Exercise brief |
Please gather every line of the material below that contains the string "monk" and copy each one out in full.

Records shown |
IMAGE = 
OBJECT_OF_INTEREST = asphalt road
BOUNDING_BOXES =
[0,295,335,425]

...

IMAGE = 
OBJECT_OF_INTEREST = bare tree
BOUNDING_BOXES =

---

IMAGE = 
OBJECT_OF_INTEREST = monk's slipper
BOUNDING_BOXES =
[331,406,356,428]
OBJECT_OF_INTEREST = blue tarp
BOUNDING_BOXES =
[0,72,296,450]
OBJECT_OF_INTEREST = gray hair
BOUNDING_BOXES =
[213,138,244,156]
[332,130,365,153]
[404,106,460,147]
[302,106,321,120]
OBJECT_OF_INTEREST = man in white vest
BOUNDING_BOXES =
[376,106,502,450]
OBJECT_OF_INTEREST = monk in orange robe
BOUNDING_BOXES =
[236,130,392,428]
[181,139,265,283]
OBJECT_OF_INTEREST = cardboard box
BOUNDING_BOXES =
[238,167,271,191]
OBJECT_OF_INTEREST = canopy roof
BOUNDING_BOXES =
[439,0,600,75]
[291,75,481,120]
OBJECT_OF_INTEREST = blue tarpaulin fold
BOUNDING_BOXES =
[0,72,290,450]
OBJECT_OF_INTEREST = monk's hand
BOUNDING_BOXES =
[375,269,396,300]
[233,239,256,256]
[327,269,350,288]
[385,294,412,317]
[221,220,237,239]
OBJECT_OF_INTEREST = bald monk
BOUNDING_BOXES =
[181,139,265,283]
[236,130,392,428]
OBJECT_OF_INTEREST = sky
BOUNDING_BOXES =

Written solution |
OBJECT_OF_INTEREST = monk's slipper
OBJECT_OF_INTEREST = monk in orange robe
OBJECT_OF_INTEREST = monk's hand
OBJECT_OF_INTEREST = bald monk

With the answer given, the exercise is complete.